**EXTRACT TO READ:**
------

By Reuters | Updated: 19 January 2023
Amazon will cut some jobs in the United States, Canada, and Costa Rica by the end of Wednesday as part of its plan to lay off 18,000 employees, the e-commerce giant said in a memo to staff seen by Reuters.
The layoffs are the latest in the U.S. technology sector, with companies cutting their bloated workforce and slashing costs to reverse pandemic-era excesses and prepare for a worsening global economy.
The company is terminating 2,300 employees in Seattle and Bellevue, according to an update on the Worker Adjustment and Retraining Notification (WARN) site. The U.S. labour law requires companies planning a mass layoff to inform employees 60 days before the closure.
Amazon Chief Executive Andy Jassy said earlier this month the cuts, about 6 percent of the company’s roughly 300,000 corporate employees, would mostly impact the e-commerce and human resources divisions.
According to a report earlier this month, tech companies shed more than 150,000 workers in 2022, contributing to a 649 percent surge in job cuts from 2021. Analysts say that Amazon’s mass layoffs indicate that the wave of job cuts sweeping through the tech sector could stretch into 2023.
Microsoft said earlier on Wednesday it would cut about 10,000 jobs and take a $1.2-billion (roughly Rs. 9800 crore) charge. In a memo sent to staff and published online, CEO Satya Nadella outlined the economic conditions that are forcing “hard choices” such as this, but stated that Microsoft will continue to invest in “strategic areas” for its future. Employees affected by the retrenchment drive will be notified immediately, however, the process is expected to be complete only by the third quarter 2023.

------

**EXERCISE INSTRUCTIONS:**
• 1. According to the Amazon layoffs article, how many employees is Amazon terminating in Seattle and Bellevue?
• 2. Reproduce verbatim the passage of the Amazon layoffs article that opens with the words containing "Microsoft said earlier" and closes with "third quarter 2023.".

Stored dataset items
------

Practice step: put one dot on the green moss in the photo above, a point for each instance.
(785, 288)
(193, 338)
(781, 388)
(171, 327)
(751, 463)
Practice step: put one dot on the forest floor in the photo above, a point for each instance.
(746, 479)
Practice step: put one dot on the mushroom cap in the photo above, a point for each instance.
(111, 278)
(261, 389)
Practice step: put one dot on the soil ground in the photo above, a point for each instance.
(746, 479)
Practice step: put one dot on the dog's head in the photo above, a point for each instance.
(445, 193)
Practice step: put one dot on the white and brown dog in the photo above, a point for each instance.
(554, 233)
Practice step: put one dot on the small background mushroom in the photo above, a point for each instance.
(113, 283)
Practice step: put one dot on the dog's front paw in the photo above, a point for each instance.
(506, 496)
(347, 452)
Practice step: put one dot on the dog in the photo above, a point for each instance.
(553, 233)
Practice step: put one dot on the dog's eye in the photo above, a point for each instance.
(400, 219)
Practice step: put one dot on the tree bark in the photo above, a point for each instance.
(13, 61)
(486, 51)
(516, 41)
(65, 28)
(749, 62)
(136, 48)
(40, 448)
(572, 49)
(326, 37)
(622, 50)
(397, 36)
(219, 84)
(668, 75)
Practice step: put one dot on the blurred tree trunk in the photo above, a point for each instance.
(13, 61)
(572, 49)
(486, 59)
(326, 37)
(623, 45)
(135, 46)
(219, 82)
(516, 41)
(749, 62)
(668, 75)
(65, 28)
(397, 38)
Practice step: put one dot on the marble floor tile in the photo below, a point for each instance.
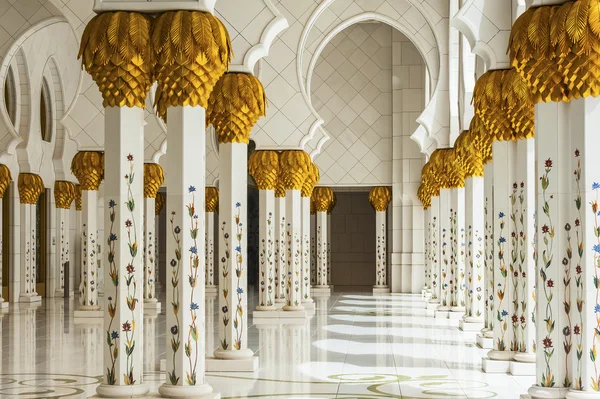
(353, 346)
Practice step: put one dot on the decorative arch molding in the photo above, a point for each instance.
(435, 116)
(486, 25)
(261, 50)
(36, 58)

------

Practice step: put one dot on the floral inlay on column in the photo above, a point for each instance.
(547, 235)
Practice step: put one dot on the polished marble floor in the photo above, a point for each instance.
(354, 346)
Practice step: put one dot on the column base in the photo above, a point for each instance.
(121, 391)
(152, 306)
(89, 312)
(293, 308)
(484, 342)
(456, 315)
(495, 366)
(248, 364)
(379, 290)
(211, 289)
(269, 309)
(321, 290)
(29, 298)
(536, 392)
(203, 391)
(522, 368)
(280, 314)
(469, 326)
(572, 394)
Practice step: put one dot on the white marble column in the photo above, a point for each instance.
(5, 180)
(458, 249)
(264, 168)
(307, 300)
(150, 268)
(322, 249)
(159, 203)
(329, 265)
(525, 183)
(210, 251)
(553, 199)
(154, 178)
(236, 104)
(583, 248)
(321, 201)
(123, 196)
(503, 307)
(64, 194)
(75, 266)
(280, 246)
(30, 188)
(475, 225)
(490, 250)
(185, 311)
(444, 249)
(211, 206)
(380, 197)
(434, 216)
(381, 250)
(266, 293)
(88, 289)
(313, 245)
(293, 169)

------

**RESULTS OF THE TASKS:**
• 1. 2,300 employees.

• 2.
Microsoft said earlier on Wednesday it would cut about 10,000 jobs and take a $1.2-billion (roughly Rs. 9800 crore) charge. In a memo sent to staff and published online, CEO Satya Nadella outlined the economic conditions that are forcing “hard choices” such as this, but stated that Microsoft will continue to invest in “strategic areas” for its future. Employees affected by the retrenchment drive will be notified immediately, however, the process is expected to be complete only by the third quarter 2023.